TASK ITEM:
Please output the lines shown below exactly as they appear.
######
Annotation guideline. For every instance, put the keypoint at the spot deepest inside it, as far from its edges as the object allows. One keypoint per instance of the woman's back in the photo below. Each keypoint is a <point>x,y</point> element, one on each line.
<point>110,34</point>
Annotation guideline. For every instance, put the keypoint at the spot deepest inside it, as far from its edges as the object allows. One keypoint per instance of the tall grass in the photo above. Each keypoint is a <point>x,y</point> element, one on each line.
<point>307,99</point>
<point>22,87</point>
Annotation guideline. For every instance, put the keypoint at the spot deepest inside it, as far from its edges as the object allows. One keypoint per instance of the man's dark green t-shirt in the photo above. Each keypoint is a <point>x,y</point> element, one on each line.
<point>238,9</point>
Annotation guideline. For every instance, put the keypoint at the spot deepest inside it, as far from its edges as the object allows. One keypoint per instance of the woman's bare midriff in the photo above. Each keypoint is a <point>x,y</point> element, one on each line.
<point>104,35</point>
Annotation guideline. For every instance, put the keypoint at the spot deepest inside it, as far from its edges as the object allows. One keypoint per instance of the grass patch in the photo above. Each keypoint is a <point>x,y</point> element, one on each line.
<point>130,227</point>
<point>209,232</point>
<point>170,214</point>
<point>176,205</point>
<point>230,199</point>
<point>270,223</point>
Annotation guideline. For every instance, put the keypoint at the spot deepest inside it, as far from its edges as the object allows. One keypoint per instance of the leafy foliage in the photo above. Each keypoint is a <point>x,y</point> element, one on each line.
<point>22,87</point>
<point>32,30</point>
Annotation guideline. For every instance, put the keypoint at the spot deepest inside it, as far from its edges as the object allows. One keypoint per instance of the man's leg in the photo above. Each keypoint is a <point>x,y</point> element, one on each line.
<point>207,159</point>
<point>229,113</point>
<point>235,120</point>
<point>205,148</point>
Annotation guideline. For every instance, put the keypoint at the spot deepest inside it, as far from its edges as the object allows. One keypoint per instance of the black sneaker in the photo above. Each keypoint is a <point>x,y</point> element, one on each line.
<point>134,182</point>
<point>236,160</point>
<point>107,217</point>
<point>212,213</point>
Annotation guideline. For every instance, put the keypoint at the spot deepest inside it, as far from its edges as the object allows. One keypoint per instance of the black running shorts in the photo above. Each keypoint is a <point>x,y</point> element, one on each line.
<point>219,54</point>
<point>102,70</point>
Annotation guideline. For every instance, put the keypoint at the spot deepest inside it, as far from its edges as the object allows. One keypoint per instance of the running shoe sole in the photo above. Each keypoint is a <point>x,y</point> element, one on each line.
######
OUTPUT OF THE TASK:
Annotation guideline. For every instance, put the keypoint at the spot deepest inside it, as far from its edges as the object allows. One keypoint per instance of the woman's back in the photo below. Each keypoint is a <point>x,y</point> element, one on each line.
<point>110,34</point>
Annotation guideline. For every instance, put the keypoint at the spot deepest inside it, as far from its edges as the object allows. One keypoint per instance of the tall grass in the photo above. Each keypoint is a <point>x,y</point> element, one on each line.
<point>307,99</point>
<point>22,87</point>
Annotation guideline. For every instance, put the keypoint at the spot deepest inside it, as far from its edges as the object allows. One keypoint per instance of the man's dark green t-shirt in the photo above. Each keypoint is a <point>x,y</point> element, one on each line.
<point>238,9</point>
Annotation guideline. For every instance, put the keypoint at the spot deepest inside it, as far from its edges as the object allows. One keypoint per instance of the woman's bare midriff in the photo above. Each keypoint is a <point>x,y</point> element, one on each line.
<point>104,35</point>
Annotation guideline. For every instance, put the keypoint at the spot deepest inside it, as far from its edges as the object allows. One keypoint per instance of the grass patch in the photo above. Each keypoint is a <point>x,y</point> element, one on each line.
<point>130,227</point>
<point>209,232</point>
<point>170,214</point>
<point>176,205</point>
<point>230,199</point>
<point>270,223</point>
Annotation guideline. For every instance, put the keypoint at the spot deepest inside it, as far from its edges as the object allows. One keypoint per instance of the leafy foliage in the photo above. Each keypoint is a <point>x,y</point> element, one on each line.
<point>22,87</point>
<point>32,30</point>
Annotation guideline. For every instance, put the keypoint at the spot deepest inside it, as far from its edges as the object allows. One keypoint per instance of the man's leg in the photo above. Each keypoint is a <point>x,y</point> element, one on each line.
<point>207,159</point>
<point>229,113</point>
<point>235,120</point>
<point>205,148</point>
Annotation guideline. For every instance, put the keypoint at the spot deepest inside it, as far from its edges as the object allows. One keypoint per instance of the black sneaker in the photo above. Each keypoint is a <point>x,y</point> element, one on each line.
<point>134,182</point>
<point>236,160</point>
<point>107,217</point>
<point>212,213</point>
Annotation guideline. For every instance, put the keypoint at the spot deepest inside it, as far from its edges as the object allows. One keypoint per instance of the black running shorts in the photo above. Each keypoint is a <point>x,y</point> element, one on each line.
<point>219,54</point>
<point>102,70</point>
Annotation guideline. For every instance, put the keypoint at the spot deepest inside it, as far from its edges as the object allows. One keypoint per instance of the running shoe sole in the photo above. Each keypoint is a <point>x,y</point> element, one on each line.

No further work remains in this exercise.